SELECTED EXTRACT -

Sen. Bob Dutton, the new Republican minority leader of the state Senate, said he meets today with Gov.-elect Jerry Brown with "an open mind" -- but with the memory of having done battle with Brown before.
Brown as Attorney General sued Dutton's home turf of San Bernardino County in 2007, charging that the county needed to update its land use and population-growth planning to quantify and reduce its greenhouse gas emissions.The county, the suit said, needed to get in shape to follow AB 32, the state's landmark greenhouse gas reduction law.
"He was suing my county, so I had to get involved," said Dutton, a Rancho Cucamonga Republican who remains an ardent foe of AB 32 and would like it suspended for now because he believes it will hinder economy recovery.
Dutton said Brown, who eventually reached a settlement with the county, was "very professional" when Dutton negotiated with him over the lawsuit. And Dutton said the governor-elect has been "very much a gentlemen" with Dutton so far.
The day after the election, Brown offered to fly to Rancho Cucamonga to meet Dutton, but Dutton told him he would be happy to come north to see him. They meet in San Francisco today at 2 p.m.
Dutton said he'll make the same case to Brown that he made after the election to state Senate President Pro Tem Darrell Steinberg, the Sacramento Democrat.
He'll point out that a couple dozen GOP-backed bills were killed by the Legislature this year that would have lifted regulations that businesses say are stunting economic recovery and job growth.

INSTRUCTION A - In the records below, copy out word for word the lines that begin at the line containing "Target = curly fur" and continue through the final line of the records.

THE DATA -
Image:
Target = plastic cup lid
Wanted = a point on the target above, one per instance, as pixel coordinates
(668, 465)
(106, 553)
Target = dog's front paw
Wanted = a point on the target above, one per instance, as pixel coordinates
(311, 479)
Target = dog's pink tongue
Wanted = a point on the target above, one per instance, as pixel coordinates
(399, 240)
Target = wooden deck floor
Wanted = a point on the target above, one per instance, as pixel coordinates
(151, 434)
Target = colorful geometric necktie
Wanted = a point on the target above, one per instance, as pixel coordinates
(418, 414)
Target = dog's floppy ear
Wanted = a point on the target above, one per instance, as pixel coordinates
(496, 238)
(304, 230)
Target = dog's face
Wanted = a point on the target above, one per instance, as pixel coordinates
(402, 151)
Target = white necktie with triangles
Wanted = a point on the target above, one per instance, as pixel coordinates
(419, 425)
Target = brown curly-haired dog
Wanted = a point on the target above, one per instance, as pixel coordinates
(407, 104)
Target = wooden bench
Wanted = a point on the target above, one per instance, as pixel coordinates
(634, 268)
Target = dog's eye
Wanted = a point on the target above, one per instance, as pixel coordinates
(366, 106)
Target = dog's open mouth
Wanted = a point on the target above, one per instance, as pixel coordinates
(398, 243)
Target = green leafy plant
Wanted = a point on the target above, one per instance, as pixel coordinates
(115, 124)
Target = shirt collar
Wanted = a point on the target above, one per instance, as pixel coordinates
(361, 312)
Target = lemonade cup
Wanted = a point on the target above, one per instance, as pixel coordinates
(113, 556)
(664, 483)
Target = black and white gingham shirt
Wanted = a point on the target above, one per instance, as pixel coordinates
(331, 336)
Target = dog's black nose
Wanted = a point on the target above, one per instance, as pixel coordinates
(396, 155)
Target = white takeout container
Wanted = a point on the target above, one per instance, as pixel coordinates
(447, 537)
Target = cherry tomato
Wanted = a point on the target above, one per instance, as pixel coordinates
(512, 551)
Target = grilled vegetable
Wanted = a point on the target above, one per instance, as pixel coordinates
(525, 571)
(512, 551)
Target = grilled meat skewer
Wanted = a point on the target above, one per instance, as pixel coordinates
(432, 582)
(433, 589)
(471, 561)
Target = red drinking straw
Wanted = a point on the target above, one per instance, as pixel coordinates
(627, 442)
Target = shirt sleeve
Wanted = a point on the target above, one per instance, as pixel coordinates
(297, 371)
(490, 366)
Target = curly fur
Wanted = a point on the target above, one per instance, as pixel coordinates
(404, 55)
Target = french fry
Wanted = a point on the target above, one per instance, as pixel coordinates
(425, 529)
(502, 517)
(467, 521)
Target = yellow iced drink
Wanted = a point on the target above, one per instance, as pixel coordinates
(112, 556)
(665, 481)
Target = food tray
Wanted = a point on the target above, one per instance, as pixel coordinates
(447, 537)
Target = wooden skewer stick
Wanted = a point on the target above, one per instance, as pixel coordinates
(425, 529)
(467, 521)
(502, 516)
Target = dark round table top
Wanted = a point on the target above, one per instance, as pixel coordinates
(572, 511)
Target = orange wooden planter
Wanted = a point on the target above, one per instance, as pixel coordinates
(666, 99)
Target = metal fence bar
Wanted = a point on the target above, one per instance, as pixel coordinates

INSTRUCTION B - In the article about Bob Dutton, in what year did Brown, as Attorney General, sue San Bernardino County?

EXERCISE OUTPUT A -
Target = curly fur
Wanted = a point on the target above, one per instance, as pixel coordinates
(404, 55)
Target = french fry
Wanted = a point on the target above, one per instance, as pixel coordinates
(425, 529)
(502, 517)
(467, 521)
Target = yellow iced drink
Wanted = a point on the target above, one per instance, as pixel coordinates
(112, 556)
(665, 481)
Target = food tray
Wanted = a point on the target above, one per instance, as pixel coordinates
(447, 537)
Target = wooden skewer stick
Wanted = a point on the target above, one per instance, as pixel coordinates
(425, 529)
(467, 521)
(502, 516)
Target = dark round table top
Wanted = a point on the target above, one per instance, as pixel coordinates
(572, 511)
Target = orange wooden planter
Wanted = a point on the target above, one per instance, as pixel coordinates
(666, 99)
Target = metal fence bar
Wanted = a point on the target above, one per instance, as pixel coordinates

EXERCISE OUTPUT B - 2007